Wednesday, May 03, 2006

Oil and Water

I had a memorable dream early this morning. The dream seemed to last for quite some time and unraveled itself into a story with a moral at the very end. I wish I had a more vivid memory so I could actually write the story down. It occurred to me that this dream I had would have made a very unique and meaningful film. But alas, unless this becomes a recurring dream, all I have left is a memory of the ending and the moral it presented.
I won't bore you with the details of the dream, but in the end a young ruler who had just taken power over his people, an heir to the throne so to speak, committed an unforgivable act that tribal tradition required him to die for. Actually the unforgivable act was that in his fear he pissed on somebody unintentionally. That somebody happened to be me although I didn't wake with a wet bed, thank goodness. But this was one of those dreams that sometimes try to suggest to me that I need to wake up and go pee.
Back to the story...
The setting for this event was some form of ship, like a combination airplane and old-fashioned steamship. This young ruler and his family were leading their group (tribe or whatever) into an unknown future. His parents and older brother had just been lost overboard if I recall correctly, and there was some sort of threat on this young man's life which caused him to fear. I was sheltering him from danger when the unforgivable event occurred. Older guards had surrounded us and were preparing to carry out the mandated punishment, execution. Suddenly it dawned on me that here was this pioneering civilized people making their way in a perilous world, a people who had just lost their beloved leaders, and they were being forced against their better judgment to execute their leader because of an unfair rule that they felt they had no control over. Where was the love in that?
Why not instead take control of the laws of their civilization and save their leader and themselves from their own foolishness?

▸ **Provided data**:
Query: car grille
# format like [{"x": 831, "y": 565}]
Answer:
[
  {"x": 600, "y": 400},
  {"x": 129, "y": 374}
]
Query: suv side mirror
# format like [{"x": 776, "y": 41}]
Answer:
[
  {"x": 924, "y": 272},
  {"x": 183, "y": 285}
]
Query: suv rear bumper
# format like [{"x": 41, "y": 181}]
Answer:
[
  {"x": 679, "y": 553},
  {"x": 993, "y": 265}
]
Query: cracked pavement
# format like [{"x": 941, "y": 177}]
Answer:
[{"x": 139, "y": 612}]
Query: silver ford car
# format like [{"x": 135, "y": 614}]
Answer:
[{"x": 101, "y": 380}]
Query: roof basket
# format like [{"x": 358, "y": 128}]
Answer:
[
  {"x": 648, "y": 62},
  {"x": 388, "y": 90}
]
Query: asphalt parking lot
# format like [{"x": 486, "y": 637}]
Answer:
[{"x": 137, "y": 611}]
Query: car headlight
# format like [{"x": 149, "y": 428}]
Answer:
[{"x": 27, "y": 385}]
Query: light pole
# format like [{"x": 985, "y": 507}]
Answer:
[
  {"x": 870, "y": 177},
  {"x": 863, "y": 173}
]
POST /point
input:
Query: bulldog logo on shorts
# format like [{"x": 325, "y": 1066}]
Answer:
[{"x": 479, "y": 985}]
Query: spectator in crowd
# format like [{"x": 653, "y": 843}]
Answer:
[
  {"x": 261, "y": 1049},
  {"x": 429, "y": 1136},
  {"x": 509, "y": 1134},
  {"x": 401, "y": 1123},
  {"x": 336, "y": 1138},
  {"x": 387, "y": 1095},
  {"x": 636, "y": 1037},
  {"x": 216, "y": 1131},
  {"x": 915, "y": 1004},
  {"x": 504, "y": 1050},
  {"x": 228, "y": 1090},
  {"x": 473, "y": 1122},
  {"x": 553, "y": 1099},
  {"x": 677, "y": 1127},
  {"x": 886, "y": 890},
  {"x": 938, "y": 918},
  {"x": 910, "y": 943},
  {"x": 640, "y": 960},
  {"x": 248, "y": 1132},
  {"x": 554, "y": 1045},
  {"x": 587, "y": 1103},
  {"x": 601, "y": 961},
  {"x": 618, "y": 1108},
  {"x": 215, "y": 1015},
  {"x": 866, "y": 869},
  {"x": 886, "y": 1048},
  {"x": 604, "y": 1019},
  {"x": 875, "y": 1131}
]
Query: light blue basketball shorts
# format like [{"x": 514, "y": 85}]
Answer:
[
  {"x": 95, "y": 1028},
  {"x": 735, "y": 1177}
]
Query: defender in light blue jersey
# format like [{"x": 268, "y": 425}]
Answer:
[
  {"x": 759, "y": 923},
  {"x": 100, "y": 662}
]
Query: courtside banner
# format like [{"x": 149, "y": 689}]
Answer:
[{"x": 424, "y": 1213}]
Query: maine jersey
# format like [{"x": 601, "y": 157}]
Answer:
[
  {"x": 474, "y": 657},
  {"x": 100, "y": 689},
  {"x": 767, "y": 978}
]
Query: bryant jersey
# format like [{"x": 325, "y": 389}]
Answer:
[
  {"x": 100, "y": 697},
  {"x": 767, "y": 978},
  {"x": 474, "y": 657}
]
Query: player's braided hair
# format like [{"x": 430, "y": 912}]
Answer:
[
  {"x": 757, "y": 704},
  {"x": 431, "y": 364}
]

▸ **Actions to take**:
**A.** Write out the part of the blog post about the dream from "The setting for" to "love in that?".
**B.** In the blog post about the dream, what kind of vessel was the setting for the young ruler's punishment?
**C.** Proceed with the blog post about the dream, picking up right after its final sentence.

▸ **Per-task outputs**:
**A.**
The setting for this event was some form of ship, like a combination airplane and old-fashioned steamship. This young ruler and his family were leading their group (tribe or whatever) into an unknown future. His parents and older brother had just been lost overboard if I recall correctly, and there was some sort of threat on this young man's life which caused him to fear. I was sheltering him from danger when the unforgivable event occurred. Older guards had surrounded us and were preparing to carry out the mandated punishment, execution. Suddenly it dawned on me that here was this pioneering civilized people making their way in a perilous world, a people who had just lost their beloved leaders, and they were being forced against their better judgment to execute their leader because of an unfair rule that they felt they had no control over. Where was the love in that?

**B.** It was some form of ship, like a combination of an airplane and an old-fashioned steamship.

**C.**
At that point I woke up and yes indeed I needed to go pee. But the moral of that story has stuck with me all day today. It's been in the background, but it's been with me. I was telling my wife about this dream at the dinner table, well not the peeing part, but the lesson I learned from it. Then it dawned on me just what this lesson was, what it actually means to me. Suddenly I began philosophizing about it in terms of what has been on my mind for the past several years, the political climate here in the United States. Please remember as you read this that this philosophy is less than a day old. Forgive me if I am not able to completely convey this to you for you to understand, but here goes.
Two Philosophies
There are two fundamentally different political philosophies that govern societies.
One philosophy says that all law should be based on absolute laws of morality that are derived from a divine source such as God, YHVH, Allah, the Bible, the Quran, etc. Advocates of this philosophy see some God or gods as the divine source of an unchanging law revealed to mankind to govern the lives of all humans on earth. According to this view it is the divine mandate that government exists in order to execute this divine law. When conservative Christians in America say they think the Ten Commandments belong in America's courts, this is what they are talking about. To them, the Constitution exists to assure that Congress, the courts, and the executive branches of government carry out God's will for the United States of America and through us, His will for the world.
The other philosophy recognizes no such divine law. They don't see in the Bible or anywhere else a real divine mandate for obedience to a divine ruler. Instead, what they see in the Bible is the mandate to love one another. In this view it is not God's will that determines the laws that civilizations live by. Civilizations establish their own laws, their own rules of behavior, their own customs of morality, and their own social structures.
These two philosophies are as incompatible as oil and water. They don't mix well at all. I have heard religious people spread paranoia through their congregations trying to convince them that the day will come when they aren't even allowed to own a Bible and I have heard conservatives say they want to obliterate the left entirely.
When the religious right, the James Dobsons and Jerry Falwells of the world, warn against unspoken dangers that will come into existence when gay marriage is accepted in America, these two philosophies rear up against one another. On the one hand you have liberated minds suggesting that society can write the rules of morality however they choose. On the other you have conservative minds fixated on their unchanging moral beliefs based on their interpretation of the Bible. To conservatives there is a moral law that supersedes the laws of civilization. To liberals there is no such law. All there is is love and acceptance. To liberals all that remains if love and acceptance aren't your spiritual guide is selfish ambition.
But there is a serious flaw in the conservative philosophy. That flaw is that there does not exist in the Bible or anywhere else for that matter a divine set of rules for life. Christians imagine those rules from the Bible, but in reality they simply aren't there. These divine rules that govern civilizations are a figment of the conservative religious imagination.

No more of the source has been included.